Across the entries below, how many lines have the word "suit" in them? Respond with only the number.

[MATERIAL PROVIDED Boundary: Start]

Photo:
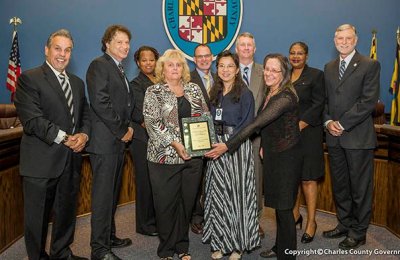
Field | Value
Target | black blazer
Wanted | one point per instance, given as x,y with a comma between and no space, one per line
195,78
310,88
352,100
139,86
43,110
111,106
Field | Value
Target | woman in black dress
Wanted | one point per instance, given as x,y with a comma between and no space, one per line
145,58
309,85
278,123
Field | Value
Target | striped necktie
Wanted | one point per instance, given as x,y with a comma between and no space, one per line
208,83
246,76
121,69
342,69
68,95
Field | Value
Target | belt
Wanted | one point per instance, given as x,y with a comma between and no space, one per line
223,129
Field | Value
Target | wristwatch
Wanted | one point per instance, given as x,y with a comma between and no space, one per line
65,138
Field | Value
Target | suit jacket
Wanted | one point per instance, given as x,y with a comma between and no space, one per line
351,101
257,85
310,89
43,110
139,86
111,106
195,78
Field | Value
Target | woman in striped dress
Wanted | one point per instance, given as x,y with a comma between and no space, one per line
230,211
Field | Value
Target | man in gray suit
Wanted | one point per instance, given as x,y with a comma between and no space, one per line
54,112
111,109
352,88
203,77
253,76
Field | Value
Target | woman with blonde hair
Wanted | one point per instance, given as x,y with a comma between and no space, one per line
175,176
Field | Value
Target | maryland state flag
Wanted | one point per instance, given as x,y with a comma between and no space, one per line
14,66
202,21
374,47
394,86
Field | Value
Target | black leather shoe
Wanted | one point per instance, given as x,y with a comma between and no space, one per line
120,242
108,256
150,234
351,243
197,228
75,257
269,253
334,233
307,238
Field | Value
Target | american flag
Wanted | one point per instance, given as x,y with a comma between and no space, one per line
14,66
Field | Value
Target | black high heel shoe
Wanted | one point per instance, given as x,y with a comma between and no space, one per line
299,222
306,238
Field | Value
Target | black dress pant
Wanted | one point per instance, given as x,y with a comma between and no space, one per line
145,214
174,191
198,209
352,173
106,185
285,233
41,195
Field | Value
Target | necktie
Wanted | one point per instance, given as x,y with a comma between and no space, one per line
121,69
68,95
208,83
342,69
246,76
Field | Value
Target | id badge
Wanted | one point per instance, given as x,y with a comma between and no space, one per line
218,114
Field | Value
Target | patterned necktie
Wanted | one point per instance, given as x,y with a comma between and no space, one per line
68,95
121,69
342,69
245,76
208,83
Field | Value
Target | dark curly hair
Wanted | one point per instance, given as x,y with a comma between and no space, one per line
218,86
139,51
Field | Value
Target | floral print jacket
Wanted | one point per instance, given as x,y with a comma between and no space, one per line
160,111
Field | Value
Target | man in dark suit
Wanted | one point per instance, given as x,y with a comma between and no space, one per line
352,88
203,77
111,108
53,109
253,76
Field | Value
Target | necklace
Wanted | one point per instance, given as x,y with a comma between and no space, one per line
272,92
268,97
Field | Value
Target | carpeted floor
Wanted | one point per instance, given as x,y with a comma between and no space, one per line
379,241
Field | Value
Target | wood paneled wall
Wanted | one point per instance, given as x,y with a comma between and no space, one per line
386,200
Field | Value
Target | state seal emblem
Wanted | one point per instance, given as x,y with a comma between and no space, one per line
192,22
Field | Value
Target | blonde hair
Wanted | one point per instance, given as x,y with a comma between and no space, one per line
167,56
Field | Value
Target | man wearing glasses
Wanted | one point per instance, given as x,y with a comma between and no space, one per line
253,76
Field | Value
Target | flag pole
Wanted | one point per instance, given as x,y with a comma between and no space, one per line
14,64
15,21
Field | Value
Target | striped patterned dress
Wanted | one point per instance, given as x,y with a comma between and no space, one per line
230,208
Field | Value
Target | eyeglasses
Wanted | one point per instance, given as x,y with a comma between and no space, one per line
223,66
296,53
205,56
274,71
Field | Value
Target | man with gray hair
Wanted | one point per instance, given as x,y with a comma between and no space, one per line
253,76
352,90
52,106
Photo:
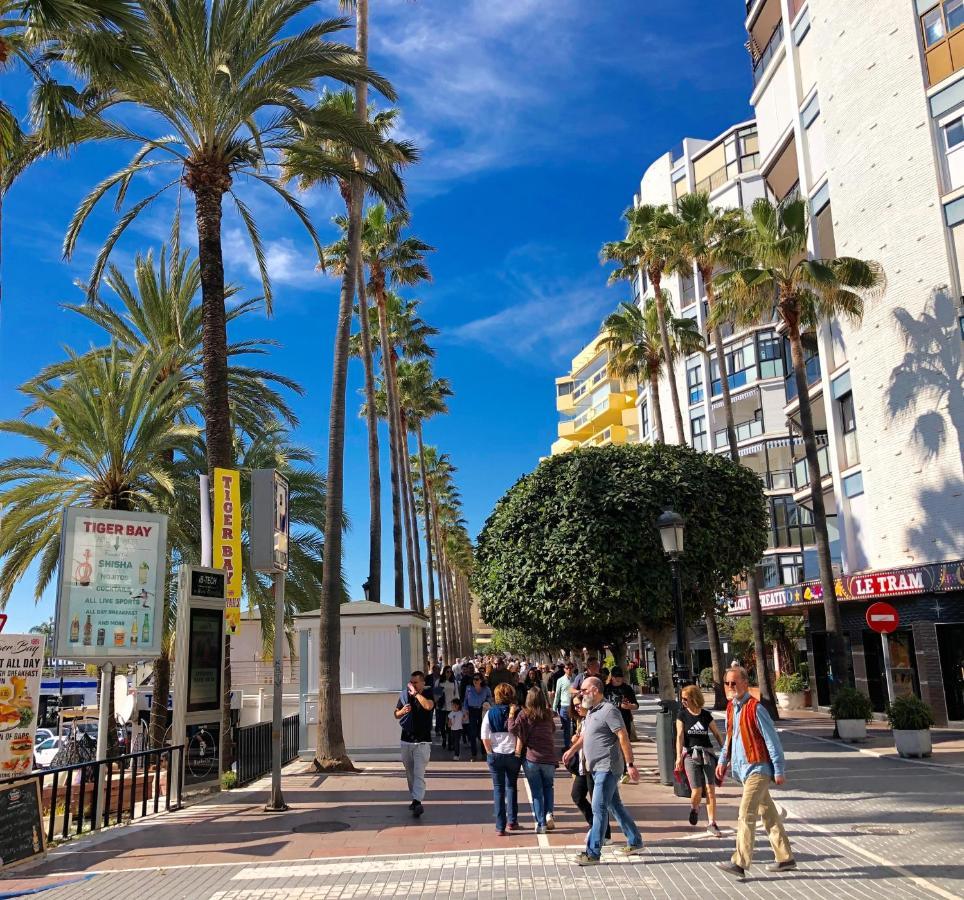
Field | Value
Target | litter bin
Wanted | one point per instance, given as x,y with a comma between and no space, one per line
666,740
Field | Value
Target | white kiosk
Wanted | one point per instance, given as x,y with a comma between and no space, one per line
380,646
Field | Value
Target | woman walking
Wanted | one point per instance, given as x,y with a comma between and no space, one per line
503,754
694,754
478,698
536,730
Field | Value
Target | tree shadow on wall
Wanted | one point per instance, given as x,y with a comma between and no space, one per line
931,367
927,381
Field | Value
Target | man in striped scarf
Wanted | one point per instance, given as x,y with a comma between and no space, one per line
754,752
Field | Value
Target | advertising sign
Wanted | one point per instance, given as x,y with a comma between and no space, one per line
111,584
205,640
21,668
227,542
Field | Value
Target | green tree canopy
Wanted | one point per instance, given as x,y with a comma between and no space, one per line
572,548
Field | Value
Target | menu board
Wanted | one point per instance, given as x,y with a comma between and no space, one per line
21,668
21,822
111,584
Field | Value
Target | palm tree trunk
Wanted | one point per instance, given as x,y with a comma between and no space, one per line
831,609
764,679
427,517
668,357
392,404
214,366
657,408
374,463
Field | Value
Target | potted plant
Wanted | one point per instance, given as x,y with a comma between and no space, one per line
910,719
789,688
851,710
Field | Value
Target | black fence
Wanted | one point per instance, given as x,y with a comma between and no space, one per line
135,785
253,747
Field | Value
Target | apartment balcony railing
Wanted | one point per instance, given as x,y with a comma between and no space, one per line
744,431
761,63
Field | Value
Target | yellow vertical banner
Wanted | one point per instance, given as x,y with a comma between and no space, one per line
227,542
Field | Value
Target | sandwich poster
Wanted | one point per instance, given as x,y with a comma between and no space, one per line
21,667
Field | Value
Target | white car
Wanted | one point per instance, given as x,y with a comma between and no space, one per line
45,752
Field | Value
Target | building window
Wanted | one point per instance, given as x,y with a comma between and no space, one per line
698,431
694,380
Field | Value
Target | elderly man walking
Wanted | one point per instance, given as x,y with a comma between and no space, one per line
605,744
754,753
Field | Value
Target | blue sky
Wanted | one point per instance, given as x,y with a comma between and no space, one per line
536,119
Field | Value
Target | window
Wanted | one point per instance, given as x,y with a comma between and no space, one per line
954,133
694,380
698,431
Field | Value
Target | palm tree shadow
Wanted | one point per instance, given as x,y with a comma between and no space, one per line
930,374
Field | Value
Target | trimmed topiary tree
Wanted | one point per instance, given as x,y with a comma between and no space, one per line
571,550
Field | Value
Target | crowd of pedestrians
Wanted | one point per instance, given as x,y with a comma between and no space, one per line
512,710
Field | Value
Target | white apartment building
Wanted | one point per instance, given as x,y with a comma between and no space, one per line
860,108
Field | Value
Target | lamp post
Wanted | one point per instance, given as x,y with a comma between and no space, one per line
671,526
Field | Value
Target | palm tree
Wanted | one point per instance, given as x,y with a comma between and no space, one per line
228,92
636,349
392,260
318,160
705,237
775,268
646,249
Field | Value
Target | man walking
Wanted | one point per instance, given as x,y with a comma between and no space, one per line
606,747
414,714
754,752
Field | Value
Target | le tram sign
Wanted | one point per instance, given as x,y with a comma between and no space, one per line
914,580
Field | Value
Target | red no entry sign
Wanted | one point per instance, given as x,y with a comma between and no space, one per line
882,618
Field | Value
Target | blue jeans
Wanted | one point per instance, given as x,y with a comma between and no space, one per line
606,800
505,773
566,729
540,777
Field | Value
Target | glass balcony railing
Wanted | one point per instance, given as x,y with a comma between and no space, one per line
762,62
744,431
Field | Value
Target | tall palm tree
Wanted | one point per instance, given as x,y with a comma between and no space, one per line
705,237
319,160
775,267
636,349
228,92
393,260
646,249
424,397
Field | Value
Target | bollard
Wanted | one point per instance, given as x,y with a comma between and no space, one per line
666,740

[MATERIAL PROVIDED Boundary: End]
[MATERIAL PROVIDED Boundary: Start]

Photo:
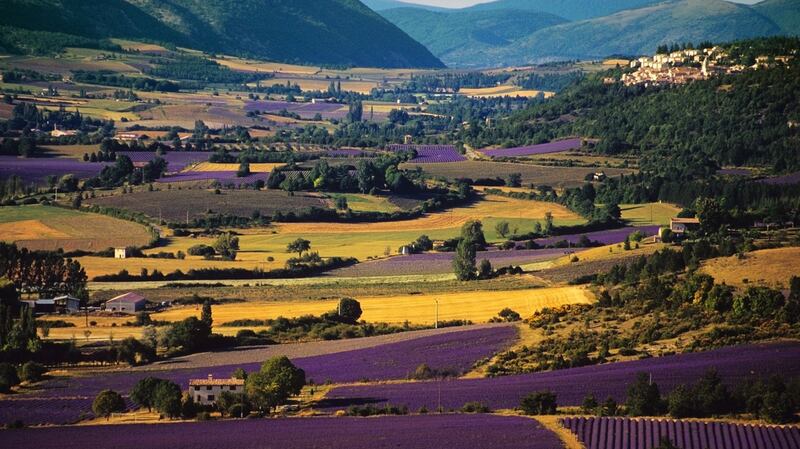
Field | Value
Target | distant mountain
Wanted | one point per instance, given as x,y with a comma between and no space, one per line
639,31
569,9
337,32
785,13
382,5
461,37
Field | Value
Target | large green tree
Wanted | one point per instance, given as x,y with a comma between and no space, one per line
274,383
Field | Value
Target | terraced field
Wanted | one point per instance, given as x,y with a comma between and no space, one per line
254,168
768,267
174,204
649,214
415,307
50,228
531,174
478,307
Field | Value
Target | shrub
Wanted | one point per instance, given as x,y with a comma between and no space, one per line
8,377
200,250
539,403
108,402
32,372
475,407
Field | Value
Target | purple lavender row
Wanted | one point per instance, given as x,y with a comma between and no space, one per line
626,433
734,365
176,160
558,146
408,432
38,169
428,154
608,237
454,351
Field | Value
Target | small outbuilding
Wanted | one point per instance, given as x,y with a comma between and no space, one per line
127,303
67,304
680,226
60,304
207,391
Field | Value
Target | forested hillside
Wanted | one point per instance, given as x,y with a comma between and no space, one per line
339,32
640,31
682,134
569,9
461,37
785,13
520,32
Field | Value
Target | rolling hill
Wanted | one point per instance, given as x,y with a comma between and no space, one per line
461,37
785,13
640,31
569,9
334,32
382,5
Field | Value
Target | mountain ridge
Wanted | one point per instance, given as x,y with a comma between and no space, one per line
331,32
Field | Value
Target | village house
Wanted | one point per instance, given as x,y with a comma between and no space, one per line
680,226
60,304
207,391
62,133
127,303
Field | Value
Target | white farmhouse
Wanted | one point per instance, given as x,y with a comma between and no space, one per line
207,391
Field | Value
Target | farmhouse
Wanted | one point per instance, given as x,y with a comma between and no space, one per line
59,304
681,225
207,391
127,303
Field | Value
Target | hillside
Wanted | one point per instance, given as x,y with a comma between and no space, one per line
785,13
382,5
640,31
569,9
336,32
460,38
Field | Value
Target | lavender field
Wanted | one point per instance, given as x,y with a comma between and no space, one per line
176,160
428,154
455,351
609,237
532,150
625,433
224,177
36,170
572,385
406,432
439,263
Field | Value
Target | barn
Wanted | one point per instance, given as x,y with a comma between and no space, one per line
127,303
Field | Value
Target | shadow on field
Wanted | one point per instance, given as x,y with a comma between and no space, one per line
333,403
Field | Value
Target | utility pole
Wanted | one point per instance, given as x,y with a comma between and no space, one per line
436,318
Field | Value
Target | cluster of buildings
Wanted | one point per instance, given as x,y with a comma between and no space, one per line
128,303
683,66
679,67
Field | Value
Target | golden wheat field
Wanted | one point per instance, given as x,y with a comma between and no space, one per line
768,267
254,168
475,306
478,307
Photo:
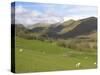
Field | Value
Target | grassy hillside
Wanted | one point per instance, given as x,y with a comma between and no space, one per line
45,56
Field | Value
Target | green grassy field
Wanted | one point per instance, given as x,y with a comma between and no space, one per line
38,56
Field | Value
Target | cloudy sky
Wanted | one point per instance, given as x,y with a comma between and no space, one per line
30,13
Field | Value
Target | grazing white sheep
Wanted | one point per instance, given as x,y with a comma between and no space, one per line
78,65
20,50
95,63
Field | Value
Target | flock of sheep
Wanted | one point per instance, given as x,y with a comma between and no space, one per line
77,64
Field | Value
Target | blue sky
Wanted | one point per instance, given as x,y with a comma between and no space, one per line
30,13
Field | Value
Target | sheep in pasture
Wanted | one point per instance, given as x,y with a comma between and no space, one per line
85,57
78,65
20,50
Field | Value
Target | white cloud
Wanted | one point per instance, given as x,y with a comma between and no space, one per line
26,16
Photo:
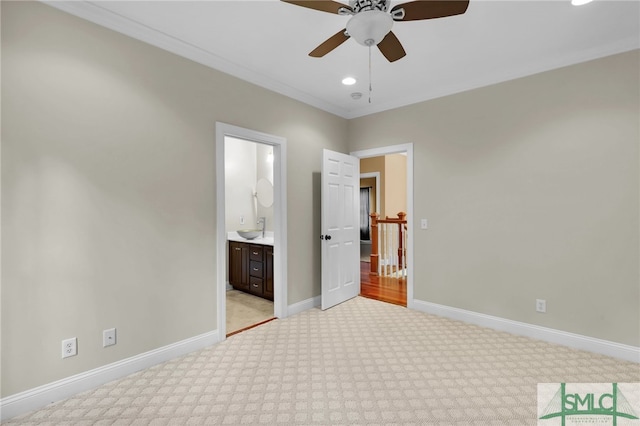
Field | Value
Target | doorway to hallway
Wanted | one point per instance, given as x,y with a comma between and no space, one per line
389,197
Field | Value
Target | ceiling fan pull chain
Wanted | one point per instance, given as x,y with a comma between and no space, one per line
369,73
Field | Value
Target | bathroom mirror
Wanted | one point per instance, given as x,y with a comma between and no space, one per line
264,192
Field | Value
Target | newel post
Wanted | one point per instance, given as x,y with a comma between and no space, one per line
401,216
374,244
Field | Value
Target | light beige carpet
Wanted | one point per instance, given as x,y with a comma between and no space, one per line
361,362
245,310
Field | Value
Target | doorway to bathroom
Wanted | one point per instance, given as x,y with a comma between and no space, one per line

[MATERIAL PROVIDED Boundary: End]

### RESPONSE
3